BRIEF 1: Copy the entries below, starting at the line that contains "Detect all instances of cabinet handle" and stopping after the line that contains "[179,168,275,282]".

The inversion map is defined on nonzero vertices by

$${\iota }_r\left(\mathbf{v}\right)={\displaystyle \frac{r^2\mathbf{v}}{N\left(\mathbf{v}\right)}},\mathbf{v}\in {\mathbb{R}}^d\setminus \left\{0\right\}.$$

This is the direct higher-dimensional generalization of circular inversion. In all dimensions it satisfies the following algebraic properties (verified by direct substitution into the definition):

1.

Involution: ${\iota }_r\left({\iota }_r\left(\mathbf{v}\right)\right)=\mathbf{v}$.

2.

Boundary fixed set: If $N\left(\mathbf{v}\right)=r^2$ then ${\iota }_r\left(\mathbf{v}\right)=\mathbf{v}$.

3.

Zone swap: ${\iota }_r\left({\Lambda }_{+,r}^d\right)={\Lambda }_{-,r}^d$ and vice versa.

4.

Angular preservation: $arg\left({\iota }_r\left(\mathbf{v}\right)\right)=arg\left(\mathbf{v}\right)$; each vertex and its image live on the same radial ray from the origin.

5.

Norm relation: $N\left({\iota }_r\left(\mathbf{v}\right)\right)=r^4/N\left(\mathbf{v}\right)$.

BRIEF 2: In the passage on the inversion map, what is the map described as the direct higher-dimensional generalization of?

PROVIDED RECORDS:
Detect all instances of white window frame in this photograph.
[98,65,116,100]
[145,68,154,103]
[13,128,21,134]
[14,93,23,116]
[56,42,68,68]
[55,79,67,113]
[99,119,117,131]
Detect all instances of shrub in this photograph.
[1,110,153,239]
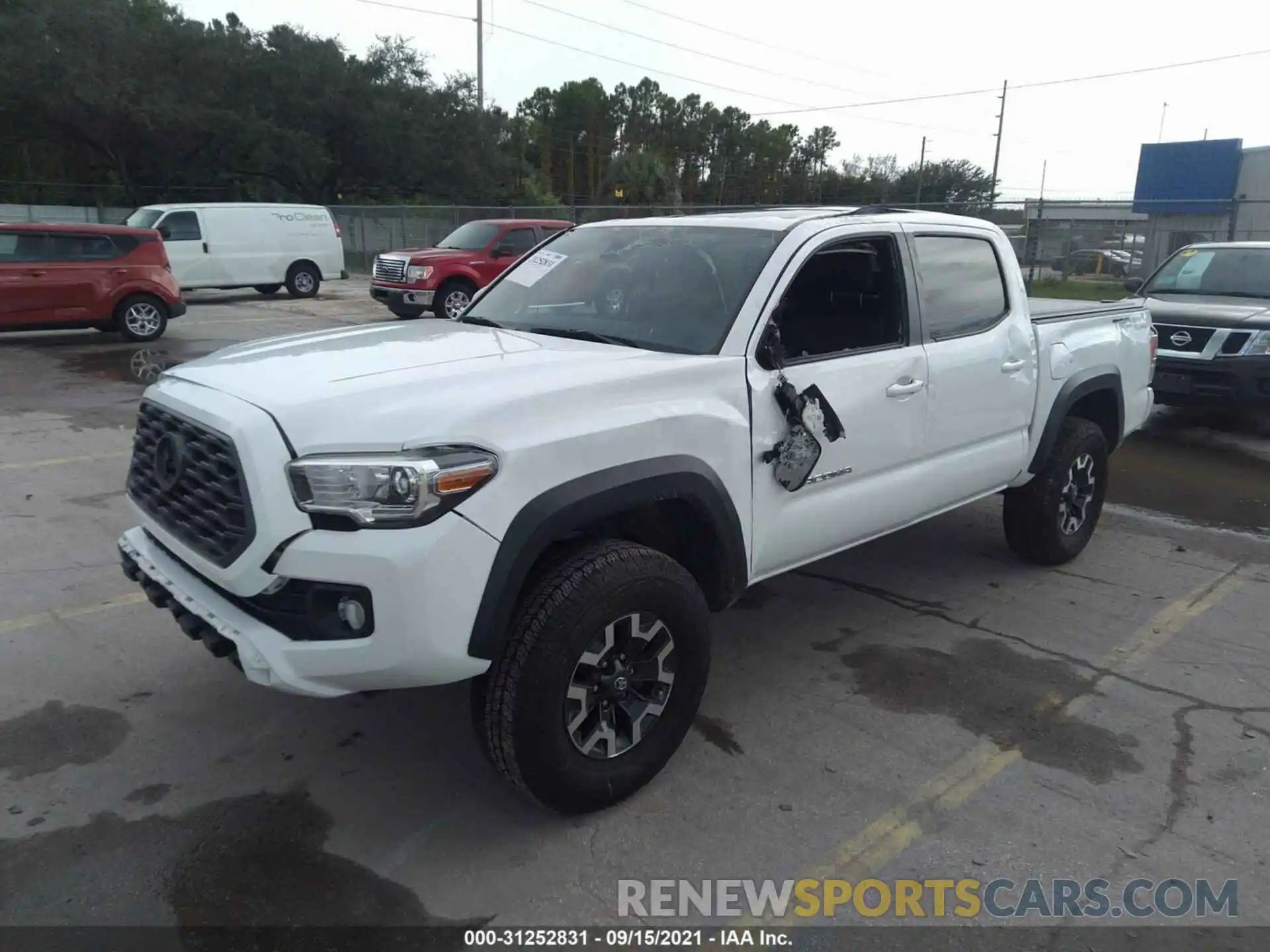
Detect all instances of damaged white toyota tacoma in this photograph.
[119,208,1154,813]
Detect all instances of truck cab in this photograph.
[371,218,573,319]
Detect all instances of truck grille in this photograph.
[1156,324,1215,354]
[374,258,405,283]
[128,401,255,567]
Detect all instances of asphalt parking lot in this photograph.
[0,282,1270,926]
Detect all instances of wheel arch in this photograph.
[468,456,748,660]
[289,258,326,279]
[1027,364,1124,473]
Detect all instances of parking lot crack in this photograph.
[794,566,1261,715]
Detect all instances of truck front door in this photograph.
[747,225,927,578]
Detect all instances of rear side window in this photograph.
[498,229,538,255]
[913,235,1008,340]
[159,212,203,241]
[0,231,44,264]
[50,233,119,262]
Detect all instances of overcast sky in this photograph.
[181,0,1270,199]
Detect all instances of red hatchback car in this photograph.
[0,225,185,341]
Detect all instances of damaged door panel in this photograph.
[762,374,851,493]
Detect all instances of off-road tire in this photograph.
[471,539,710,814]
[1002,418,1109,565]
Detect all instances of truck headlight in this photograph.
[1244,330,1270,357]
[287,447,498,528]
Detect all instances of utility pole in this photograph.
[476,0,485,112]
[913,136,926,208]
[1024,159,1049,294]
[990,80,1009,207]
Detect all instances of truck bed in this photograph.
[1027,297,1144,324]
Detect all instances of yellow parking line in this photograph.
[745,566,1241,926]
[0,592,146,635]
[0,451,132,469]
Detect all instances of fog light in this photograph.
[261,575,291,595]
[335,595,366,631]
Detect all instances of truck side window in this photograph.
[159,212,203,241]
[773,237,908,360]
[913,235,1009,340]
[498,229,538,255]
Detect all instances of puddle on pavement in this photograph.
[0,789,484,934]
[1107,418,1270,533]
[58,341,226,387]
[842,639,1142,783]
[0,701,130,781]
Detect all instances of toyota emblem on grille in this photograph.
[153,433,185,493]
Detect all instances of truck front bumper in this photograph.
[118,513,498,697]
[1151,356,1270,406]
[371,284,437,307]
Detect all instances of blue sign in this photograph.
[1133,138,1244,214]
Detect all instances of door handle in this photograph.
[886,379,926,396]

--

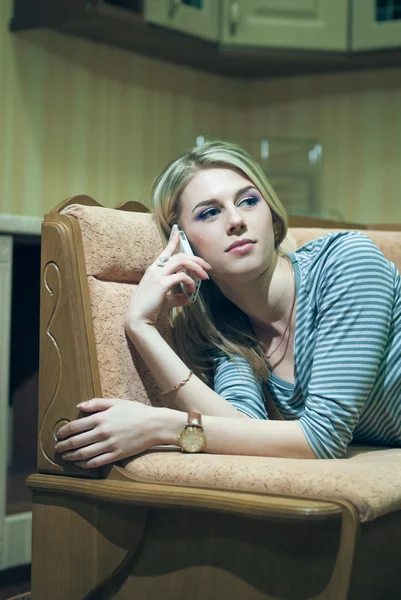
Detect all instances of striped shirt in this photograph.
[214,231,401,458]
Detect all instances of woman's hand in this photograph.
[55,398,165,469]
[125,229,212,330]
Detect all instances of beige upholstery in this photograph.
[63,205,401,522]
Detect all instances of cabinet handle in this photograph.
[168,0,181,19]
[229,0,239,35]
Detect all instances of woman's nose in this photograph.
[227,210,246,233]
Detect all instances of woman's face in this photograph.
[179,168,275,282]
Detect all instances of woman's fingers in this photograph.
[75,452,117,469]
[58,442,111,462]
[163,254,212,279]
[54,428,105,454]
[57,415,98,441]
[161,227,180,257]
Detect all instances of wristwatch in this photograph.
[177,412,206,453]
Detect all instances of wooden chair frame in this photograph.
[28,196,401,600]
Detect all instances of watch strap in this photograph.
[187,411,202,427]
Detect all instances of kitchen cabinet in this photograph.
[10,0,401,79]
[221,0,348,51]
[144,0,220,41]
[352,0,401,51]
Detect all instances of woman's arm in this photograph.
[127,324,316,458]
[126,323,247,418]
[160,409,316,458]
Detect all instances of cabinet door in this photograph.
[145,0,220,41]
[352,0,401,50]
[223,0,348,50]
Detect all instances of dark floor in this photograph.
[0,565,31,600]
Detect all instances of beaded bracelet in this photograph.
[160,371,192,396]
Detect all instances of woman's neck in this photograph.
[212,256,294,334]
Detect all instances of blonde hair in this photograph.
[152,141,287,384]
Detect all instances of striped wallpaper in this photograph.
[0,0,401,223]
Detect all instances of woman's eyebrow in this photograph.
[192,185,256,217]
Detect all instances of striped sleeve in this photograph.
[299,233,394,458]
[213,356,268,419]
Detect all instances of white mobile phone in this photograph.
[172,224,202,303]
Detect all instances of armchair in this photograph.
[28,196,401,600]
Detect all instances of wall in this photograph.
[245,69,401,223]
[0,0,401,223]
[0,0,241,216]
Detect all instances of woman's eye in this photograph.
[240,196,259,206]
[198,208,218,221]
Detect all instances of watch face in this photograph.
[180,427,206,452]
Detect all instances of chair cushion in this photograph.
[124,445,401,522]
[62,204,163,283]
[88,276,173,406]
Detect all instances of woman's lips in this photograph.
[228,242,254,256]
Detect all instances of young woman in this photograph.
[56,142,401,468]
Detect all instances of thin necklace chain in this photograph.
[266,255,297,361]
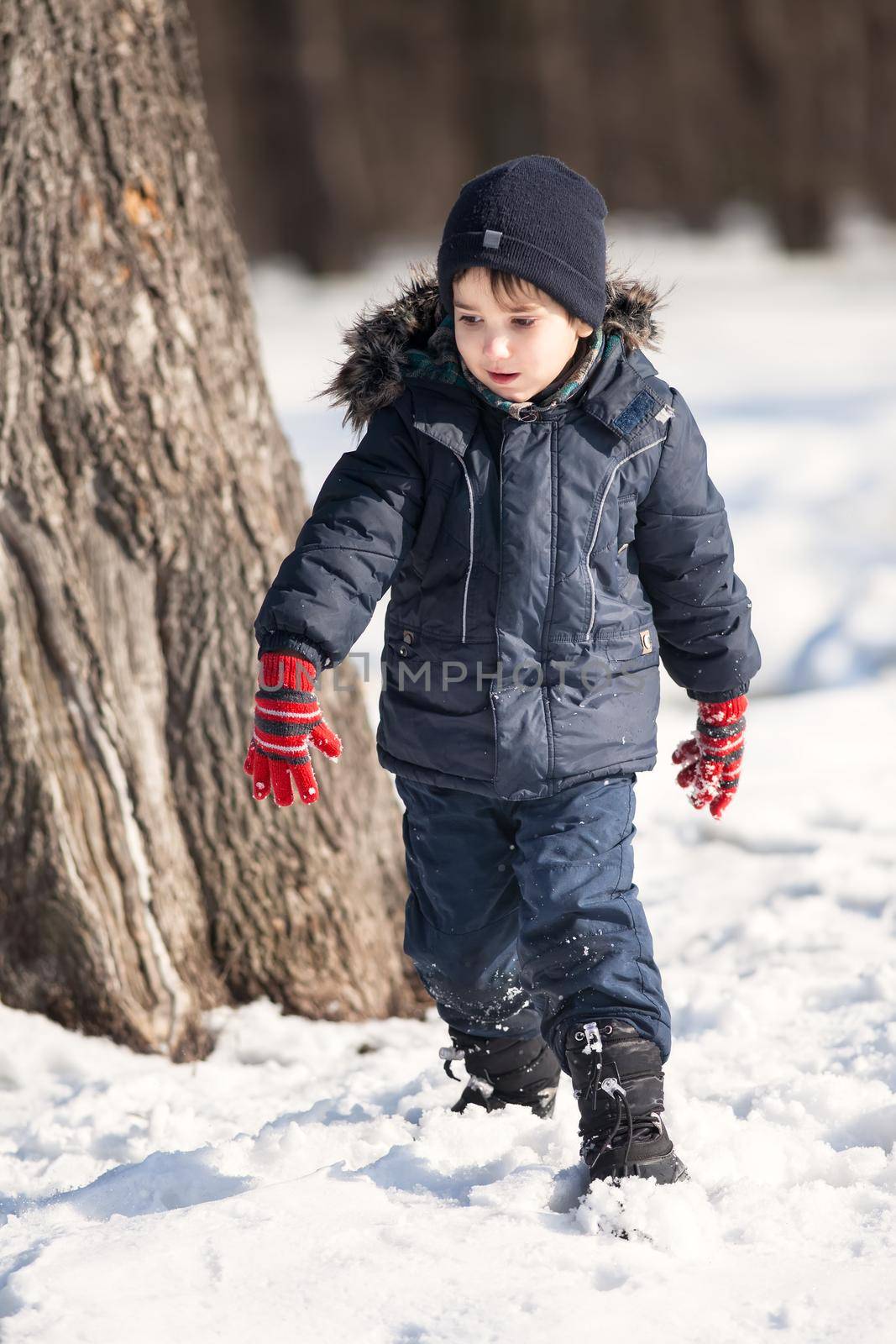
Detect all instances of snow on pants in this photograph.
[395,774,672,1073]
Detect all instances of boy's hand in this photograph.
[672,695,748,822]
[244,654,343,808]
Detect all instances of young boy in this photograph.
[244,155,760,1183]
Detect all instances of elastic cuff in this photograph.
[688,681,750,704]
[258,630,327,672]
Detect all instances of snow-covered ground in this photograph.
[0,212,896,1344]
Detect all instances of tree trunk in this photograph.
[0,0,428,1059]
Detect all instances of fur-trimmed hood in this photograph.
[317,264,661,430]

TASK SOLUTION 1:
Detect all instances of cabinet handle in this photograph.
[168,0,181,19]
[229,0,239,35]
Detect all instances of woman's nose in this photograph.
[227,210,246,233]
Detect all instances of woman's face in this photograph.
[179,168,275,282]

TASK SOLUTION 2: Circular inversion.